[Given text Boundary: Start]

Foot Health Awareness is vital for people with diabetes.
PEOPLE WITH DIABETES ARE 25 TIMES MORE LIKELY TO LOSE A LEG THAN PEOPLE WITHOUT THE CONDITION
Today I want to issue a timely reminder to people with diabetes who want to wear ‘Crocs’.
Last Friday, I saw a patient who “lived in her ‘Crocs’.” That was until she got splinters which penetrated the soles and stuck into her big toe, as she was walking across the university campus. The splinters were removed by her GP and today she told me there was a small remaining piece that also had to be removed. Fortunately, although she has neuropathy, the wounds are healing well.
Last Christmas, a family member (with no diabetes) also had a piece of metal go through the sole of his ‘Crocs’, whilst walking across the garden.
Previously, I have not taken a strong stand on this, but these two events have prompted me to express my opinion in the form of a WARNING.
If you have diabetes, think very carefully about wearing ‘Crocs’. If you have poor circulation or reduced nerve sensation; do not wear them outside the home.

[Given text Boundary: End]
[Data for review Boundary: Start]

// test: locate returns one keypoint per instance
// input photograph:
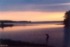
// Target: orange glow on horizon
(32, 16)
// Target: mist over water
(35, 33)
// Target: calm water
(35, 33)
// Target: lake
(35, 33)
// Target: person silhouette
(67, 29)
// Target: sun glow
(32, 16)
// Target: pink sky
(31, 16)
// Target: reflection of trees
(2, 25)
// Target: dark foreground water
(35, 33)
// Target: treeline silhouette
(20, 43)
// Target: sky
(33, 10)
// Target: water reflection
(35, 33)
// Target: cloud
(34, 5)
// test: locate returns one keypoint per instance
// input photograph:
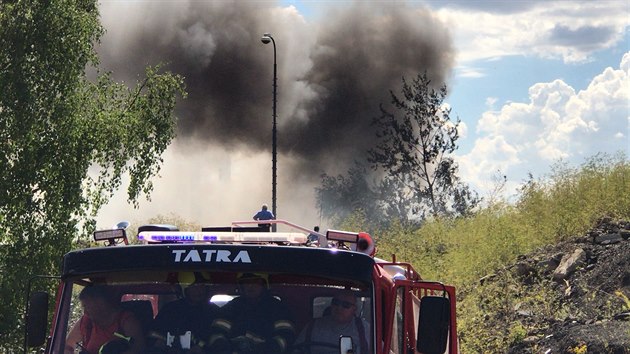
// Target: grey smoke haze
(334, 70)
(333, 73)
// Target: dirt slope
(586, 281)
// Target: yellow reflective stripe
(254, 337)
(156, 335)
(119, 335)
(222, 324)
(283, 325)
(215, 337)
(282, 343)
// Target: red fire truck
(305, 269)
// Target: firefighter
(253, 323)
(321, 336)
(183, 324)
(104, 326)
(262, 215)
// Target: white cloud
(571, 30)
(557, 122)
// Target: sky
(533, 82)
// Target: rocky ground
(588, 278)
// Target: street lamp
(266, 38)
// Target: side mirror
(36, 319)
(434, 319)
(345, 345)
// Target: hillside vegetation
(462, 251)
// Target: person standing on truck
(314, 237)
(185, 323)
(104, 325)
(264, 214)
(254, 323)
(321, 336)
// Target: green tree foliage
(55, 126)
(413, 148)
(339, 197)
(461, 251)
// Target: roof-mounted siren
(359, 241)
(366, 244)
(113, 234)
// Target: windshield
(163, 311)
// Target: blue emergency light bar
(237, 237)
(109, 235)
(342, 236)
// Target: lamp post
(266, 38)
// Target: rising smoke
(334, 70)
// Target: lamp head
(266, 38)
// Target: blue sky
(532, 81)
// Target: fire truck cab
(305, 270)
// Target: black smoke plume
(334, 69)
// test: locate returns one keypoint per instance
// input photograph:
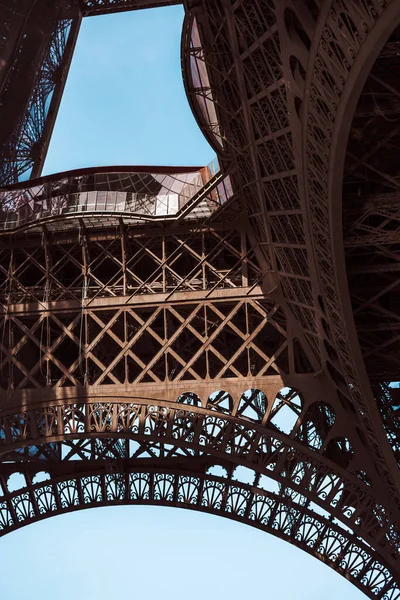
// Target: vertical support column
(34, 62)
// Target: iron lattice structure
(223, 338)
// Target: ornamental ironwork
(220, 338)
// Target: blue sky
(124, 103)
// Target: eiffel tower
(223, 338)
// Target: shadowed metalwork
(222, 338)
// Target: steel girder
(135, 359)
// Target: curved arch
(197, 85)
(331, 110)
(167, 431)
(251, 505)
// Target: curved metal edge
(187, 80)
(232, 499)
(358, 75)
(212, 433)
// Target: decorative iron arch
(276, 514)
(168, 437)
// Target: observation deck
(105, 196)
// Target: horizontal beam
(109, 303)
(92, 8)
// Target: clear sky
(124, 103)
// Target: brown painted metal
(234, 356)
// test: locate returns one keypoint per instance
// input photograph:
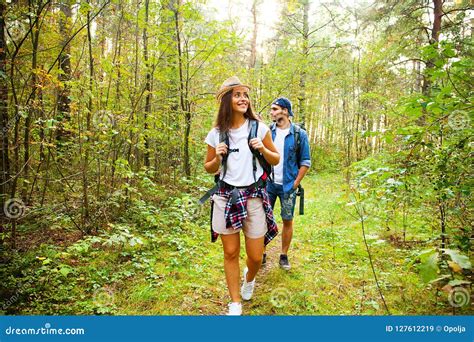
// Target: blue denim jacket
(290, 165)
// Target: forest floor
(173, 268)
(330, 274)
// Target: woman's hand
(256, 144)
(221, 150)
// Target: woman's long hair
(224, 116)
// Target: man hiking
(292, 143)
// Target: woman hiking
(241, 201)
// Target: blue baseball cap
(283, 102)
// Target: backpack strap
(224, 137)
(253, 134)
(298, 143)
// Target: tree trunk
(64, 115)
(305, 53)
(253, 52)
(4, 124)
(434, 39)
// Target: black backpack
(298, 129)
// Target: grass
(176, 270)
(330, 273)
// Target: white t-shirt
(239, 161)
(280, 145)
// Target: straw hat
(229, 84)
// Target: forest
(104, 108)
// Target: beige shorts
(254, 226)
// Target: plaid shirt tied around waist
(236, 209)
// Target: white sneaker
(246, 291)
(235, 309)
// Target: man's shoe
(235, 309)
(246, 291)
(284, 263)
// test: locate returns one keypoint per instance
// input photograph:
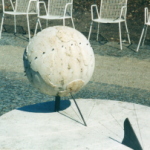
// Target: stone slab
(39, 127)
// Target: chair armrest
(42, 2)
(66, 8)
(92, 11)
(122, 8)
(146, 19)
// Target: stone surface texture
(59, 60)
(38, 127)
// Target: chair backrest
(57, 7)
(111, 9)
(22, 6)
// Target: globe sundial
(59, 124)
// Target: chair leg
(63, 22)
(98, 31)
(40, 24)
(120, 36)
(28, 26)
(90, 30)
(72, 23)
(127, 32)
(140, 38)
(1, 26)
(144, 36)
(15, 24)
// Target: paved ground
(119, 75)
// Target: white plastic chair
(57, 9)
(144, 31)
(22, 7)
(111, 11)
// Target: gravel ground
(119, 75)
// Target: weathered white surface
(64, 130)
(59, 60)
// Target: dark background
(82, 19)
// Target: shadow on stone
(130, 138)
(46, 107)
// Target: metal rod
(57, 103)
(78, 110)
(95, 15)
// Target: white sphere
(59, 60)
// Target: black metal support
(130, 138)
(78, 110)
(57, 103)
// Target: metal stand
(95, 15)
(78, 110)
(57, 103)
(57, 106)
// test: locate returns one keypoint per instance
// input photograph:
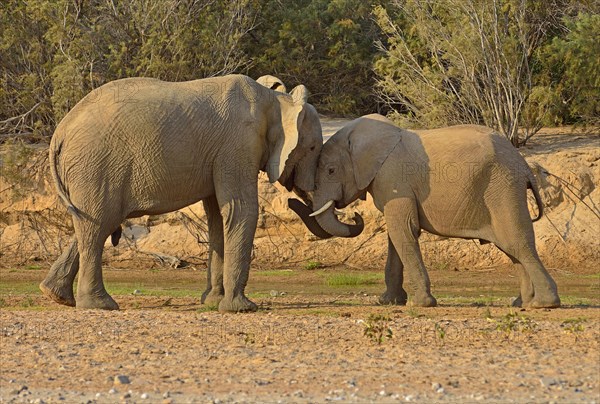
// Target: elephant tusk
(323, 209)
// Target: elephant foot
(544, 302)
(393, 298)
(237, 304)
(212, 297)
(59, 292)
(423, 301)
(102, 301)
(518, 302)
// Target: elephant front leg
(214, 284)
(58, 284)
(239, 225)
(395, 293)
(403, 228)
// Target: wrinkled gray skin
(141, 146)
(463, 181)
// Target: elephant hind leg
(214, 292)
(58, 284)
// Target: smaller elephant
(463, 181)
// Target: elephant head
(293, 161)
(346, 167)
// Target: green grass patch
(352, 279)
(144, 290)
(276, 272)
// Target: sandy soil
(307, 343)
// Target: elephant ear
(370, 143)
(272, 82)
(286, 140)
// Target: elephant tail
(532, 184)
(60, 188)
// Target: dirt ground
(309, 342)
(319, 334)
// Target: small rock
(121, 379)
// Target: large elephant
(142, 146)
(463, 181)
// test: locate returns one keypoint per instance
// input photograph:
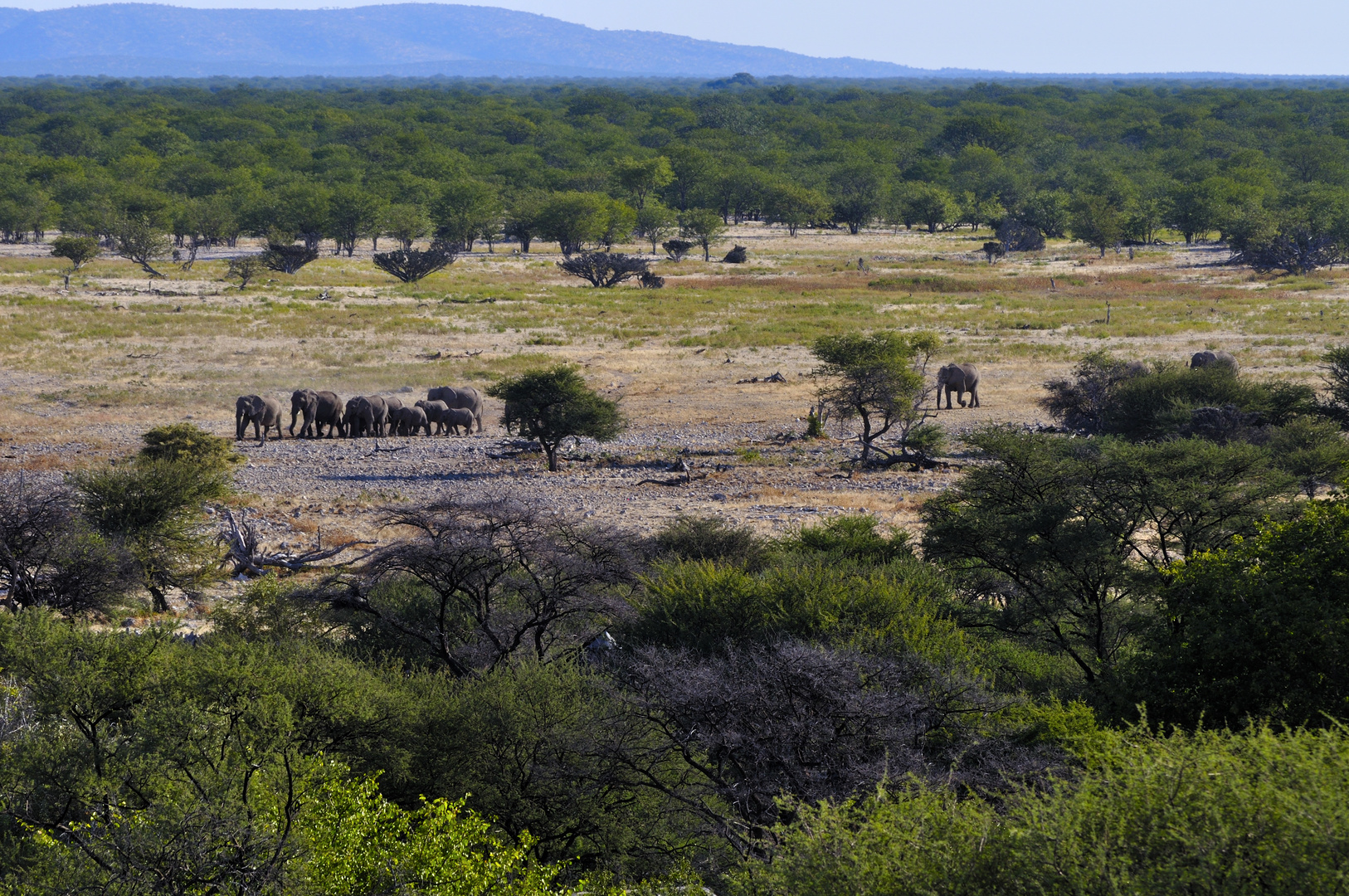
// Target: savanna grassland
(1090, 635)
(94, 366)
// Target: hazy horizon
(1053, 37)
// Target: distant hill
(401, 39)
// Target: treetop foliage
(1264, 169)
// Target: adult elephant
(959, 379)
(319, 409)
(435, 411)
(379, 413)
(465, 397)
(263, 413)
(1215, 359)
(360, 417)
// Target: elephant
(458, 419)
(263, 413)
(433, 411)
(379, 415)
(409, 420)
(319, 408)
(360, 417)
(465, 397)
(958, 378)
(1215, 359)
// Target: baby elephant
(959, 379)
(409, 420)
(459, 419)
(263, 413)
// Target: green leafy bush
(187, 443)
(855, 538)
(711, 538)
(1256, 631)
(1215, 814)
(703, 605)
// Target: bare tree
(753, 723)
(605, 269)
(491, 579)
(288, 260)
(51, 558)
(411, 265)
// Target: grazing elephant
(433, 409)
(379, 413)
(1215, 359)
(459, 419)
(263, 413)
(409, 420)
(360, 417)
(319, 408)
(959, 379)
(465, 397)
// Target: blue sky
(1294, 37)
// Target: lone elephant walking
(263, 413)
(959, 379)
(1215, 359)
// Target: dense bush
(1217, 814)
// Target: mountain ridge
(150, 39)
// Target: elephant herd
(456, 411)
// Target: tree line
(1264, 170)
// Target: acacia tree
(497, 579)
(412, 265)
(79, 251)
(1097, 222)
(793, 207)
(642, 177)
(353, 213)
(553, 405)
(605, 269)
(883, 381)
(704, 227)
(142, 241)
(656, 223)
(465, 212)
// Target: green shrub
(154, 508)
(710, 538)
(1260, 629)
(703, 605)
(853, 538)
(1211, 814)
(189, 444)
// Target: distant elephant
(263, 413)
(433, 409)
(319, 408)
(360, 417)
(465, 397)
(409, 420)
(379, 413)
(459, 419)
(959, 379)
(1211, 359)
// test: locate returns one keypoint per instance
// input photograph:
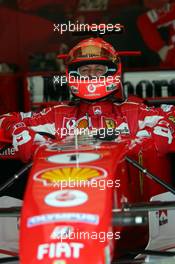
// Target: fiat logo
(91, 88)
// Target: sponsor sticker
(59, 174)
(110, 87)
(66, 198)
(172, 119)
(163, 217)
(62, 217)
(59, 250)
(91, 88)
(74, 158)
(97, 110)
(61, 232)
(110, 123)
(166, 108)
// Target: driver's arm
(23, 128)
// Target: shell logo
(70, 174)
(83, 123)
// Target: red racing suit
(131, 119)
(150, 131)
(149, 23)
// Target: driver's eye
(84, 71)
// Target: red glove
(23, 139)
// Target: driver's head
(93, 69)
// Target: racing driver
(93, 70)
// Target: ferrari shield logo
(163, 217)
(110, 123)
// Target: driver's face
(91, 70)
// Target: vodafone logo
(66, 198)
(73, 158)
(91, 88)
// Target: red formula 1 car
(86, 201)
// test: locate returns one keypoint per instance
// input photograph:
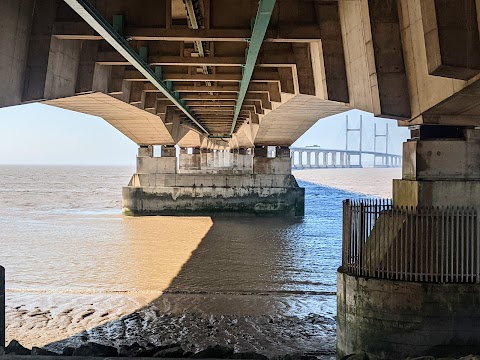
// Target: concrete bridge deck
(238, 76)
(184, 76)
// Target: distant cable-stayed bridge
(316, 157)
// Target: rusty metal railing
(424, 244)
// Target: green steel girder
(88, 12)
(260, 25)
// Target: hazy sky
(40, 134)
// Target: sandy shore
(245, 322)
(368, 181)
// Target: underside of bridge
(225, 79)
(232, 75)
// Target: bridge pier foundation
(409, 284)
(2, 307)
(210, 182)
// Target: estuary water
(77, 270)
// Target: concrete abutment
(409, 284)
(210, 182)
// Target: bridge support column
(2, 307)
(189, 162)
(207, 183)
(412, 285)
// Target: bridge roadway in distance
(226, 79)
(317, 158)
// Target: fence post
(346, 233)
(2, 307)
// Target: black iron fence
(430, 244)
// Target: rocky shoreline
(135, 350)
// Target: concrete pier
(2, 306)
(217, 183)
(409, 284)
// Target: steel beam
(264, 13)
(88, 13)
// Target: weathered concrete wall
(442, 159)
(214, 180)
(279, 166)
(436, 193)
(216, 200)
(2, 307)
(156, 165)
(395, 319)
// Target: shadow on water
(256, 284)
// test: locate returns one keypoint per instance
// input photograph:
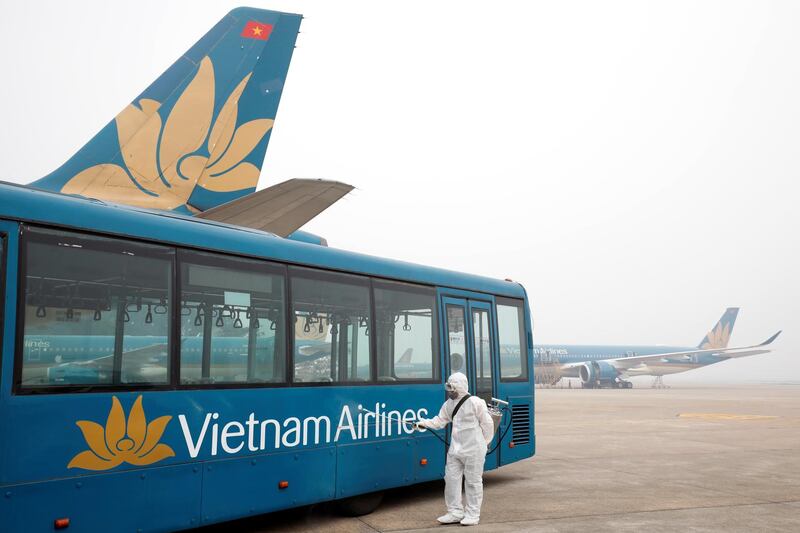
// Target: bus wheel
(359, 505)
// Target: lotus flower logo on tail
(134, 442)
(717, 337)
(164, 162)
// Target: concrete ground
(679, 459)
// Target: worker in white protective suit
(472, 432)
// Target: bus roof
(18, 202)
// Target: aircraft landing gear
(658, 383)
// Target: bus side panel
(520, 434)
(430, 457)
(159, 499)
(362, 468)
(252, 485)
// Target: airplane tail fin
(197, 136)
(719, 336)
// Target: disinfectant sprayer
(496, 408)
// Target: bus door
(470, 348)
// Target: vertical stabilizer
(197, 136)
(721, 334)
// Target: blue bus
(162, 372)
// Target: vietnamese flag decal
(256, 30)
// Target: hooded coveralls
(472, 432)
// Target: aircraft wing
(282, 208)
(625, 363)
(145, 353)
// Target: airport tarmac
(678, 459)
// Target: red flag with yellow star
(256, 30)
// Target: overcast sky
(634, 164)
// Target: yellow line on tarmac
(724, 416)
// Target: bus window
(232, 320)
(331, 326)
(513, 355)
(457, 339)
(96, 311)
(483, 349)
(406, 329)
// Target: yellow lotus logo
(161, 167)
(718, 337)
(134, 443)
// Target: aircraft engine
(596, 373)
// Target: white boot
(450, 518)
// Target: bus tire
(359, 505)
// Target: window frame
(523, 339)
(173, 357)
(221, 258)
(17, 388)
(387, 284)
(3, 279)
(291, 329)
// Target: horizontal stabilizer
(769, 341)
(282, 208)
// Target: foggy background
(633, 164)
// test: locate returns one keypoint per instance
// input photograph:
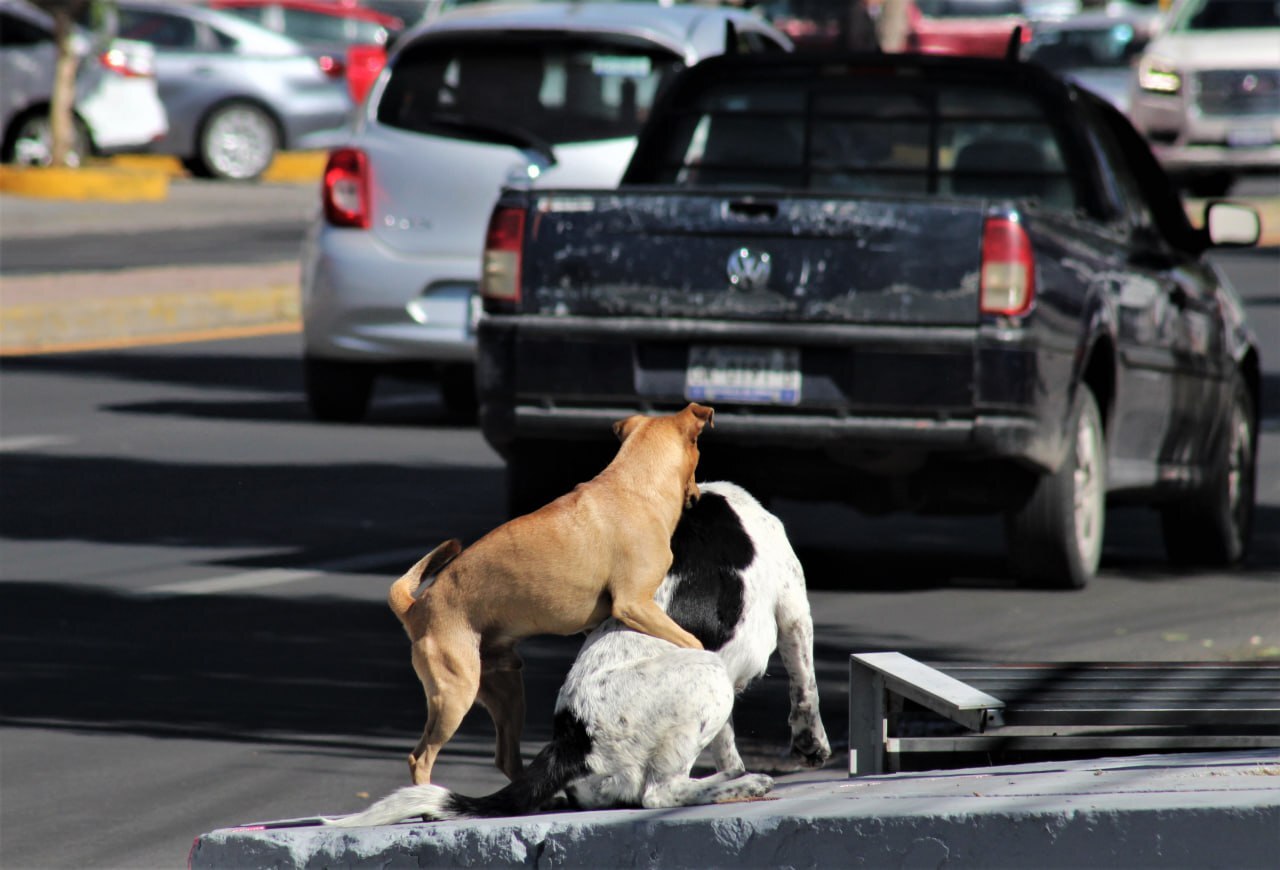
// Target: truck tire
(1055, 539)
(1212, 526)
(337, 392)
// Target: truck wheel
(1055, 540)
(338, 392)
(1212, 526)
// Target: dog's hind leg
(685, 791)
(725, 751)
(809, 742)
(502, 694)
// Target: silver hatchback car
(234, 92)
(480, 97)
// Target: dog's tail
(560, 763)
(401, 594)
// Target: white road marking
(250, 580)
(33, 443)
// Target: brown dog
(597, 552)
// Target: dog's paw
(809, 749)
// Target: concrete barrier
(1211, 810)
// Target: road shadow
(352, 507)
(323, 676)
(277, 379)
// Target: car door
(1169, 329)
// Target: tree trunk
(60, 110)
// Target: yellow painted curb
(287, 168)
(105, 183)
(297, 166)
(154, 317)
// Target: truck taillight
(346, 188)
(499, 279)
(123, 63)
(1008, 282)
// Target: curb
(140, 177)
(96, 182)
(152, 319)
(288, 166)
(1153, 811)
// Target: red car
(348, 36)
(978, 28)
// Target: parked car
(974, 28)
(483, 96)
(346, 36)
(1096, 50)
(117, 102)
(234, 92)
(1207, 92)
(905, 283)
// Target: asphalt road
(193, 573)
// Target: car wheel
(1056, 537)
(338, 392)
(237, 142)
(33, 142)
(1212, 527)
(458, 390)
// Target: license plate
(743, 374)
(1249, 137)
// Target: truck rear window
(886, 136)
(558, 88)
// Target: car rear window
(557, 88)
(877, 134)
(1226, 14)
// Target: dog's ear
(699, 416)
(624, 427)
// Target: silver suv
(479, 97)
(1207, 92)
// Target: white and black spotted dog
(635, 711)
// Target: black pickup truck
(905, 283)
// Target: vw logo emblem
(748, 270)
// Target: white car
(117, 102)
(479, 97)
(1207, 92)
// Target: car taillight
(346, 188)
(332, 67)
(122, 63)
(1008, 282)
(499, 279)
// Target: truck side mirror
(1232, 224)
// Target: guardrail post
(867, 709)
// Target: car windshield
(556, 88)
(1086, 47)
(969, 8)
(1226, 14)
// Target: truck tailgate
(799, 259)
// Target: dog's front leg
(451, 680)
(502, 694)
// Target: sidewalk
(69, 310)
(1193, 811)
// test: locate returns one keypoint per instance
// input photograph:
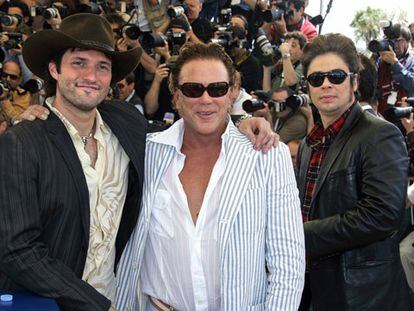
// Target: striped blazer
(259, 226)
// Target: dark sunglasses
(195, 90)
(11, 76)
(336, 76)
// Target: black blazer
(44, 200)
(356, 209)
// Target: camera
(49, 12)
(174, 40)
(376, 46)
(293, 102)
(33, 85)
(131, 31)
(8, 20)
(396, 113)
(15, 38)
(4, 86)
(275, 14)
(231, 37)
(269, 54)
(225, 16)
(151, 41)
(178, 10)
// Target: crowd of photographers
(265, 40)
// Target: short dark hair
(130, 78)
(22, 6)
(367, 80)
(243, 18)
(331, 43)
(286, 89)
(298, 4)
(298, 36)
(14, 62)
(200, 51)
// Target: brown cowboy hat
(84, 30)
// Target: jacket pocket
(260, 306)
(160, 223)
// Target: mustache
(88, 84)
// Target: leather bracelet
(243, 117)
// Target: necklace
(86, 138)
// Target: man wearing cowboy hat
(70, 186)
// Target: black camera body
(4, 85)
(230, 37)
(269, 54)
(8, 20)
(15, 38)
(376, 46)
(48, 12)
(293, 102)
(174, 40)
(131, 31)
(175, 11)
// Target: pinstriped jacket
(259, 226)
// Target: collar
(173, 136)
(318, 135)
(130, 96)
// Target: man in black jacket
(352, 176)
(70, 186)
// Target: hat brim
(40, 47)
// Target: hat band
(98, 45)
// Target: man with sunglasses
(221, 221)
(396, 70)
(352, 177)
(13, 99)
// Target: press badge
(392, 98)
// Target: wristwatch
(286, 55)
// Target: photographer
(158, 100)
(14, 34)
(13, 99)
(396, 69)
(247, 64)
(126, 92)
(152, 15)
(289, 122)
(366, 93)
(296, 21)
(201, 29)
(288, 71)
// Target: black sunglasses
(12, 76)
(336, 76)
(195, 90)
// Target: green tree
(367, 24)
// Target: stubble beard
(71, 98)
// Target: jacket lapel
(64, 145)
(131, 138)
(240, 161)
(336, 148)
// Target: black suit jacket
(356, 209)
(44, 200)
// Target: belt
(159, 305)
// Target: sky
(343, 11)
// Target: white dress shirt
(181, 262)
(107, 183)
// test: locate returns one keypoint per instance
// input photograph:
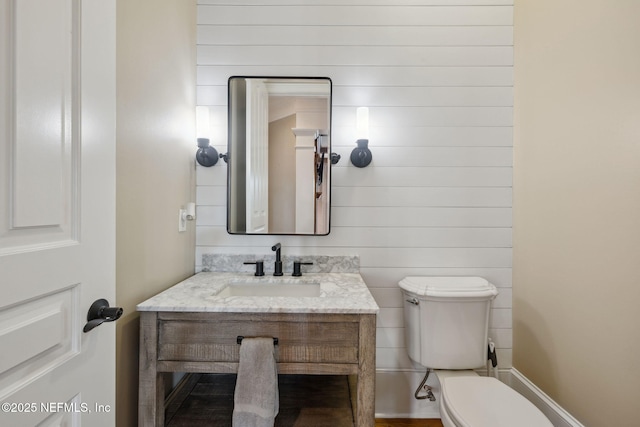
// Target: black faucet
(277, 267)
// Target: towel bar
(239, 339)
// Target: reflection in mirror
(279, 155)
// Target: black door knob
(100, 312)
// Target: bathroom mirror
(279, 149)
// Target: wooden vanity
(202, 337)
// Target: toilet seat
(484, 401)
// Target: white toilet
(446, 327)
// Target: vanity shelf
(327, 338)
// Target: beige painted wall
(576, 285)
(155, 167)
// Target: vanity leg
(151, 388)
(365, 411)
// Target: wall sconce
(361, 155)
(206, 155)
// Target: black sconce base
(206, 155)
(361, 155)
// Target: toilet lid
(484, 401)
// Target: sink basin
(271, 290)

[Data for review Boundary: End]

Work instructions »
1. From the Crocs warning above, copy the passage from "Foot Health Awareness" up to and including "across the garden.".
2. Answer these questions using the Crocs warning above:
(a) How many times more likely to lose a leg are people with diabetes than people without the condition?
(b) What went through the sole of the family member's Crocs last Christmas?
(c) Who removed the splinters from the patient's big toe?

Answers provided »
1.
Foot Health Awareness is vital for people with diabetes.
PEOPLE WITH DIABETES ARE 25 TIMES MORE LIKELY TO LOSE A LEG THAN PEOPLE WITHOUT THE CONDITION
Today I want to issue a timely reminder to people with diabetes who want to wear ‘Crocs’.
Last Friday, I saw a patient who “lived in her ‘Crocs’.” That was until she got splinters which penetrated the soles and stuck into her big toe, as she was walking across the university campus. The splinters were removed by her GP and today she told me there was a small remaining piece that also had to be removed. Fortunately, although she has neuropathy, the wounds are healing well.
Last Christmas, a family member (with no diabetes) also had a piece of metal go through the sole of his ‘Crocs’, whilst walking across the garden.

2.
(a) 25 times
(b) A piece of metal
(c) Her GP